## Testo di partenza
⟨

Le ultime indagini condotte dalla Soprintendenza Archeologica con la collaborazione del Gruppo Storico Archeologico Galliatese nella brughiera soprastante l'area del Ticino, confermano la presenza di una estesa necropoli.
Rispetto a quanto si possa desumere da precedenti e confusi ritrovamenti del secolo scorso (Urna fittile, cioè fatta di terracotta, ritrovata in Regione Costa Dritta, tipica per forma e decorazione della fase detta Protogolasecca III: X sec. a. C.), si conferma che la prima necropoli organizzata nelle brughiere di Galliate fosse costituita da tombe a cremazione inserite in bassi e piccoli tumuli con rivestimento in ciottoli, databili all'età del Bronzo Finale (Cultura Protogolasecca II, III: XI- X sec . a. C. , contemporanea e correlata alla Urnenfelderzeit Ha A2- B1 dell'Europa Centro-Occidentale).

⟩

## Righe di dati
⟨

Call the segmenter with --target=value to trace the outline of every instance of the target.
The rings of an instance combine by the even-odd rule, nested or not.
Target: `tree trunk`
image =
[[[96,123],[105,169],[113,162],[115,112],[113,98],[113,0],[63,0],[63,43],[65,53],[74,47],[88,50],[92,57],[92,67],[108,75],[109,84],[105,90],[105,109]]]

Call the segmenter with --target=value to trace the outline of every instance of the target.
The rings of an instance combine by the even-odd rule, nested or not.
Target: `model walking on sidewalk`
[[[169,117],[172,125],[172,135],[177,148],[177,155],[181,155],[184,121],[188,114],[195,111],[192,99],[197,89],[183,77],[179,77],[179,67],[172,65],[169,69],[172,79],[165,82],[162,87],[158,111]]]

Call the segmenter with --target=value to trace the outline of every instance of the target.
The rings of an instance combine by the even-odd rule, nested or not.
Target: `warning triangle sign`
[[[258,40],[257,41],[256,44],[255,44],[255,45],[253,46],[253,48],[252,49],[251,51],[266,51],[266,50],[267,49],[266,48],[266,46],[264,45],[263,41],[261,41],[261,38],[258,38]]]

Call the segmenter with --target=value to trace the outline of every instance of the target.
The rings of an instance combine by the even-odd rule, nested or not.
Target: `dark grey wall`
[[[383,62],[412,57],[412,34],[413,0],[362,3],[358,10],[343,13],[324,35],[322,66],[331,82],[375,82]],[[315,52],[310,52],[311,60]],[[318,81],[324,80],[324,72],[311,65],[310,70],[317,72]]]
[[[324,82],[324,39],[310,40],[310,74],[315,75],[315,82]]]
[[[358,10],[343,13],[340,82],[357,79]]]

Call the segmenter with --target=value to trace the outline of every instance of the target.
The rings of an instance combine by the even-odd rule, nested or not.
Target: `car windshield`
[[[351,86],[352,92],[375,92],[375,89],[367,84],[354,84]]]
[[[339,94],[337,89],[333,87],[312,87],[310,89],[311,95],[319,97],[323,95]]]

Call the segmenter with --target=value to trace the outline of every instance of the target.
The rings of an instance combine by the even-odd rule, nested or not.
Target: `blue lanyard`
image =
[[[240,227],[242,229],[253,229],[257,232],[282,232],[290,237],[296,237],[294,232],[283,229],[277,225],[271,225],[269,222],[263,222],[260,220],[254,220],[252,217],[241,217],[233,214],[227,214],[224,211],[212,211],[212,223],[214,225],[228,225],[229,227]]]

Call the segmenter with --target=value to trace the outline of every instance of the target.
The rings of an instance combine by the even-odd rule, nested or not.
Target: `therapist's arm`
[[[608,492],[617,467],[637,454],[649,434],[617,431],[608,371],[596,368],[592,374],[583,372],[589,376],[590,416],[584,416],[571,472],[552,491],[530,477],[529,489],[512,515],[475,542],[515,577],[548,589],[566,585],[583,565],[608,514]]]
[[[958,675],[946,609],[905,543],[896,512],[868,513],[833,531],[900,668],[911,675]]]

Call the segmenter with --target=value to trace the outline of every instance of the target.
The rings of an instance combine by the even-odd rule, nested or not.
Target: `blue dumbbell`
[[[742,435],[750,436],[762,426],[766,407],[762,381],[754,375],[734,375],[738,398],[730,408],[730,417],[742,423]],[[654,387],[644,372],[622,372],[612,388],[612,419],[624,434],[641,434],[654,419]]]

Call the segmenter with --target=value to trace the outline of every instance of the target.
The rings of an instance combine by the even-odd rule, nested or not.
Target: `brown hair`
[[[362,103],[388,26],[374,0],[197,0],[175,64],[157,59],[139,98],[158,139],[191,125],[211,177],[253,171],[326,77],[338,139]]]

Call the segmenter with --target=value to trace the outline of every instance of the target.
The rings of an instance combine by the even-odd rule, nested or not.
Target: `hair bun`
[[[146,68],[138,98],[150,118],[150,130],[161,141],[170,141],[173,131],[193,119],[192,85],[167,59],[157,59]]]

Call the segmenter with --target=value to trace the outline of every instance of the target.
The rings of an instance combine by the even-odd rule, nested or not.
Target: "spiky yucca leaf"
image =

⟩

## Cosa farai
a – Stabilisci se le affermazioni seguenti concordano con il testo sulla necropoli di Galliate, rispondendo sì o no e citando fedelmente le parole decisive. (i) Le indagini sono state condotte dalla Soprintendenza Archeologica insieme al Gruppo Storico Archeologico Galliatese. (ii) L'urna ritrovata in Regione Costa Dritta era di bronzo. (iii) Le tombe della prima necropoli erano a inumazione.
b – Ricopia dal testo sulla necropoli di Galliate il passo che comincia con "Rispetto a quanto" e termina con "B1 dell'Europa Centro-Occidentale).".
c – Rispondi in breve a queste domande sul testo sulla necropoli di Galliate.
(i) Dove si trova la brughiera in cui si sono svolte le ultime indagini?
(ii) In quale regione è stata ritrovata l'urna fittile?
(iii) A quale età sono databili le tombe della prima necropoli organizzata?

## Risposte ai compiti
a –
(i) Sì: «Le ultime indagini condotte dalla Soprintendenza Archeologica con la collaborazione del Gruppo Storico Archeologico Galliatese»
(ii) No: «Urna fittile, cioè fatta di terracotta, ritrovata in Regione Costa Dritta»
(iii) No: «costituita da tombe a cremazione»

b –
Rispetto a quanto si possa desumere da precedenti e confusi ritrovamenti del secolo scorso (Urna fittile, cioè fatta di terracotta, ritrovata in Regione Costa Dritta, tipica per forma e decorazione della fase detta Protogolasecca III: X sec. a. C.), si conferma che la prima necropoli organizzata nelle brughiere di Galliate fosse costituita da tombe a cremazione inserite in bassi e piccoli tumuli con rivestimento in ciottoli, databili all'età del Bronzo Finale (Cultura Protogolasecca II, III: XI- X sec . a. C. , contemporanea e correlata alla Urnenfelderzeit Ha A2- B1 dell'Europa Centro-Occidentale).

c –
(i) Sopra l'area del Ticino.
(ii) In Regione Costa Dritta.
(iii) All'età del Bronzo Finale.